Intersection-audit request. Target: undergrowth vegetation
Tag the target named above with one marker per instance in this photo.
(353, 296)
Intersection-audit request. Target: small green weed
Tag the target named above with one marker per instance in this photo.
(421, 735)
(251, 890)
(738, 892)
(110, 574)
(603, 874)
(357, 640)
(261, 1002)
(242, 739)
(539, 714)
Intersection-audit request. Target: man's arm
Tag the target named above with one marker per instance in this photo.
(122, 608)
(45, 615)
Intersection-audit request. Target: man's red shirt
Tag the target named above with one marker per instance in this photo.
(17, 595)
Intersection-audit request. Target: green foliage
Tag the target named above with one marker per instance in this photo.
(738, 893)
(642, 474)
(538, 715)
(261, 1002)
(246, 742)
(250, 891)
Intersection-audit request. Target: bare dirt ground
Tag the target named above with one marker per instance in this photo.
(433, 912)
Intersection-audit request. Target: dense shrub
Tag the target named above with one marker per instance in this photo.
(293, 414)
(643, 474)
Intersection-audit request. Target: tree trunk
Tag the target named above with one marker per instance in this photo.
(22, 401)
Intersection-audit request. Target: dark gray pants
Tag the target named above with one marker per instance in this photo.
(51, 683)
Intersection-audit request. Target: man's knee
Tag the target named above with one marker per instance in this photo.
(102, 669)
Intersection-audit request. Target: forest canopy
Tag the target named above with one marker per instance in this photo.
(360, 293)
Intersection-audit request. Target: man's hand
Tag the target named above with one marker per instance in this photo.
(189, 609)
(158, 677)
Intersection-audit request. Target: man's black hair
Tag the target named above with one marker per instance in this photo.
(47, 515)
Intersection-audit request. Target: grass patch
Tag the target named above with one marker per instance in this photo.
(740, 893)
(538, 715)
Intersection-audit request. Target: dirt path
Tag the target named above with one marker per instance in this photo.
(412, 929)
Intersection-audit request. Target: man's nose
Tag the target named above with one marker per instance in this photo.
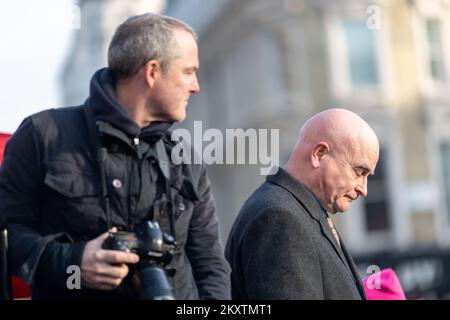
(195, 86)
(361, 188)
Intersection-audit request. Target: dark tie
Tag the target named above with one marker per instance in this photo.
(333, 230)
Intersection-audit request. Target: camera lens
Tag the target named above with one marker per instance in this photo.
(154, 284)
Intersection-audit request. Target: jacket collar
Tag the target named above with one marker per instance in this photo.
(105, 108)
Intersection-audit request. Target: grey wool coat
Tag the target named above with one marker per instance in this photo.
(281, 247)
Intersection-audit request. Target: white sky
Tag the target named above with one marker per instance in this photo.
(34, 39)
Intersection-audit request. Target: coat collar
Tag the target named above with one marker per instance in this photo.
(299, 191)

_SET TASK_
Recast the stretch from the line containing "Intersection-audit request. Target: man's knee" through the final line above as a JSON list of strings, one string per line, with blank lines skipped. Leave the picture out of the list.

_THE SOLUTION_
[
  "Intersection-audit request. Target: man's knee",
  "Tag the target named above with one marker per instance in this photo.",
  "(102, 669)",
  "Intersection-audit request. Target: forest canopy",
  "Tag the target named above with one marker per instance in this photo.",
  "(360, 293)",
  "Intersection-audit request. Target: man's hand",
  "Tag the target named above with one marker per instance in this photo.",
  "(189, 609)",
  "(158, 677)",
  "Intersection-audit request. Target: man's black hair",
  "Tag the target named above with one marker per instance in this photo.",
  "(47, 515)",
  "Intersection-audit request. Target: grass patch",
  "Tag the target named above with one marker per instance in this photo.",
  "(740, 893)",
  "(538, 715)",
  "Intersection-audit request. Target: dirt path",
  "Tag the target named above with one marker per instance in this photo.",
  "(412, 929)",
  "Intersection-audit request. Target: man's nose",
  "Tag the target named above with one marker per instance in this photo.",
  "(195, 86)",
  "(361, 188)",
  "Intersection-audit request. Target: dark tie",
  "Tag the target named above with one marker per instance in this photo.",
  "(333, 230)",
  "Intersection-audit request. Target: camera lens",
  "Tag the target named above with one marker per instance in this photo.",
  "(154, 284)",
  "Intersection-audit request. Target: jacket collar",
  "Tag the target named above with one marker per instance in this photo.",
  "(105, 108)",
  "Intersection-audit request. Target: grey wool coat",
  "Tag the target named above with one marker per instance in this photo.",
  "(281, 247)",
  "Intersection-audit request. Target: white sky",
  "Tag the target named above with one marker per instance in this photo.",
  "(34, 39)",
  "Intersection-audit request. Target: coat collar",
  "Tag the target named above with one marker per instance in this photo.",
  "(299, 191)"
]